Aufgabe »
Womit füttert Leporello laut der Opernkritik zu „Don Giovanni“ den Titelhelden, und welches Möbelstück dient dabei als Ort?

Vorliegender Auszug »
"DON GIOVANNI" - 9. September 2009

Das "Dramma giocoso" "Don Giovanni" ist an der Grenze zwischen todernstem Drama und liederlicher Zwiespältigkeit. Regisseur Sven-Eric BECHTOLF hat sichtlich eine gewisse Ehrfurcht vor Da Pontes Libretto und noch mehr vor Mozarts Musik. Er beruft sich im Programm auf Kierkegaard und macht einige Bemerkungen über die Zeitlosigkeit des Werks und der Typisierung der Personen und stellt mehrere Fragen: "Kann man das inszenieren?" und beantwortet sie alle mit "Nein" oder "Kaum". Man fragt sich, weshalb er die Inszenierung überhaupt unternommen hat!

Daher ist die Verlegung der Handlung in eine Mafia-Gesellschaft, wo immer einige Herren in weißen oder schwarzen Smokings und offenen Messern und leicht geschürzte Damen herumlaufen, eher lächerlich. Bechtolf sind zu allem Überfluß auch einige schwere Schnitzer unterlaufen: Donna Anna singt ihre Rachearie "Or sei chi l'onore" wie angeschraubt auf einer Plüschbank, turnt dann herunter und ist noch auf der Bühne, wenn Don Ottavio das Rezitativ seiner Arie beginnt; Zerlina singt "Batti, batti, mio Masetto" alleine in dürftiger Kleidung und Masetto erscheint erst am Ende der Arie.

Die Mafiosi mimen Bäume in der Verkleidungsszene zwischen Donna Elvira und Leporello in strahlendem Licht, was die Verwechslung völlig lächerlich macht. Die Verwandlung des "steinernen Gastes" in eine afrikanische Holzskulptur, anscheinend ein Fruchtbarkeitssymbol, die von einer mehrmals herum geisternden schwarzen Schönheit in weißem Kleid auf eines der Sofas gestellt wird, ist wohl das Absurdeste was ich gesehen habe. Aus dem Bauch der Statuette entnimmt dann Leporello einen Zettel, auf dem Inschrift des Grabmals zu lesen ist!

Das Einheits-Bühnenbild von Rolf GLITTENBERG schwankte zwischen kitschig und schäbig: links eine Reihe von kupferfarbenen Blech-Wänden und rechts mehrere kitschige Leuchten, Im tiefsten Hintergrund (d.h. von Seitensitzen nicht zu sehen) ergänzte ein unnötiges Video der im Vordergrund spielenden Handlung seitenverkehrt. Mehrere blaue Plüsch-Sitze und -Sofas dienten für alles: Sitze, Liegen, aber auch als Grabsteine, auf denen bisweilen Sänger saßen und auf ihren Auftritt warteten. Mehreren Zwecken diente auch eine dunkelgrüne Bar, als Anrichte, Masetto versteckte sich auch dahinter oder Leporello fütterte stehend Don Giovanni mit Spaghetti (sehr unappetitlich). Die Kostüme von Marianne GLITTENBERG waren passend, obwohl die Tänzerinnen meist nur mit einigen Fähnchen bekleidet waren.

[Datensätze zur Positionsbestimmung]
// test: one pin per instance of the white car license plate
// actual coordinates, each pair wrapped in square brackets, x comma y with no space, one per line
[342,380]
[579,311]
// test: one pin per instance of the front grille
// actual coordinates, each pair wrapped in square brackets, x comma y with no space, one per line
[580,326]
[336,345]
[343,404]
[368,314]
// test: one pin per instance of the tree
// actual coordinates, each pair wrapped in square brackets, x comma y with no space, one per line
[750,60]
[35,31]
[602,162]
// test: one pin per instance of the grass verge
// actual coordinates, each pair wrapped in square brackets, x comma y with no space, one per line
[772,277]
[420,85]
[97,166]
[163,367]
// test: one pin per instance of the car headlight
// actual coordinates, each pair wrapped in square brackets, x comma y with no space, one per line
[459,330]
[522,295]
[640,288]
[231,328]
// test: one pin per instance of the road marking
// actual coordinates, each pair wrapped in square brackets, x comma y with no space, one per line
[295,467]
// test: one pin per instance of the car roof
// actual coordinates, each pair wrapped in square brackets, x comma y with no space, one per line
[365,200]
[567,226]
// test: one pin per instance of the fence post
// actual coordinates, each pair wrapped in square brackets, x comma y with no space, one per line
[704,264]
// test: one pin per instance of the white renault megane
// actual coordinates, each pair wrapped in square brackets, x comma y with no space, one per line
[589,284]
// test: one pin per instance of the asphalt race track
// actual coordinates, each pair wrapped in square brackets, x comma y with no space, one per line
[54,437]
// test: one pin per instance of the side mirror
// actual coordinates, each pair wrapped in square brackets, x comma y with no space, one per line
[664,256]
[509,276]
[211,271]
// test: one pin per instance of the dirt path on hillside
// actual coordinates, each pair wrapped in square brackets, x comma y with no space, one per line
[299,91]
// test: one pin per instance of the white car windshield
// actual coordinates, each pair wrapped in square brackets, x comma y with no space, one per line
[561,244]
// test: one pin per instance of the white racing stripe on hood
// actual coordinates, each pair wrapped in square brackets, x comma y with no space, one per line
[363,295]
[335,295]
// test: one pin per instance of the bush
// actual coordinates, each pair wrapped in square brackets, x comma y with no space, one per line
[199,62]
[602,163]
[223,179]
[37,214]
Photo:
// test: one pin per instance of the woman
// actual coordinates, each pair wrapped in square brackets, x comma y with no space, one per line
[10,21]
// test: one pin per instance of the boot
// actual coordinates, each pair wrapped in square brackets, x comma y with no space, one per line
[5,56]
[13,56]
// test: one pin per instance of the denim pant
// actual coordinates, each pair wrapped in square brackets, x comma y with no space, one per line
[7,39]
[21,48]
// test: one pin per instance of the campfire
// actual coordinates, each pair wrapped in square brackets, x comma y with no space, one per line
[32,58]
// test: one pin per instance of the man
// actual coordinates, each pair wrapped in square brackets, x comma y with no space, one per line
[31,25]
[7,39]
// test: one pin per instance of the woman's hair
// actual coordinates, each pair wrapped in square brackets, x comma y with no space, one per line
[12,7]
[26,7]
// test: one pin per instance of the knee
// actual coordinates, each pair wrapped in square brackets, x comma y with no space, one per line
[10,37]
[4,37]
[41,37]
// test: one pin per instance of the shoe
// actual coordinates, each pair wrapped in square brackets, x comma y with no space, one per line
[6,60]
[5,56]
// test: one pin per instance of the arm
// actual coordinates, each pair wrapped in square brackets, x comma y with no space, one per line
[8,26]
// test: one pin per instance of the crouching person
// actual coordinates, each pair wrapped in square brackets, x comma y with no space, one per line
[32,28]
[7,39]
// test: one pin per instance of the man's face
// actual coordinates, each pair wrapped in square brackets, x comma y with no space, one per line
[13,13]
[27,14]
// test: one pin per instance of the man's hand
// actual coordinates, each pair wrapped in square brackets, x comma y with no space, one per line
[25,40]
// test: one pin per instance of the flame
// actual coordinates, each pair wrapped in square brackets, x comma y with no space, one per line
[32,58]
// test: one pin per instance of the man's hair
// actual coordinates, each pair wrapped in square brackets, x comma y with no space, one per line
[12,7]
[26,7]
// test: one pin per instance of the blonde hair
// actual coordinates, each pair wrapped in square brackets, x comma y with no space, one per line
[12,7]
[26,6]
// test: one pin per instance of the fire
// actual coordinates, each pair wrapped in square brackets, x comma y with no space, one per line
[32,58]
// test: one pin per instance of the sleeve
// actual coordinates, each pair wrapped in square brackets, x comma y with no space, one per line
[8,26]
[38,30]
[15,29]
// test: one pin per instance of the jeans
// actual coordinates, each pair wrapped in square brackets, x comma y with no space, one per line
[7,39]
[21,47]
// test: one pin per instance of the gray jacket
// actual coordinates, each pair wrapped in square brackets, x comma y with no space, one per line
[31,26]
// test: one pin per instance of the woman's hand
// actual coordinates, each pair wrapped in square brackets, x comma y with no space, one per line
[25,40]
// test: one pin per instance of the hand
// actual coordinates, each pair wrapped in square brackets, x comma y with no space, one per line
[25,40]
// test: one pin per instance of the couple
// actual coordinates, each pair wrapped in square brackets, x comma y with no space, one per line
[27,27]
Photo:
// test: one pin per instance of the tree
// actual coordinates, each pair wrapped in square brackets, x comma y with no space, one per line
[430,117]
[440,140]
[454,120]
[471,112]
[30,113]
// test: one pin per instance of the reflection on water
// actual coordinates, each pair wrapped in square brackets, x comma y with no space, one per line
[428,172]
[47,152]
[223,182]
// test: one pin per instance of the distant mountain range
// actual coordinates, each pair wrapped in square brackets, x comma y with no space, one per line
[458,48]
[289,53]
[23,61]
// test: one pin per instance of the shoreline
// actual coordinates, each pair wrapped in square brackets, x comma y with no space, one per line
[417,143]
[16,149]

Erwartete Antwort »
Leporello füttert Don Giovanni stehend mit Spaghetti, und zwar an der dunkelgrünen Bar.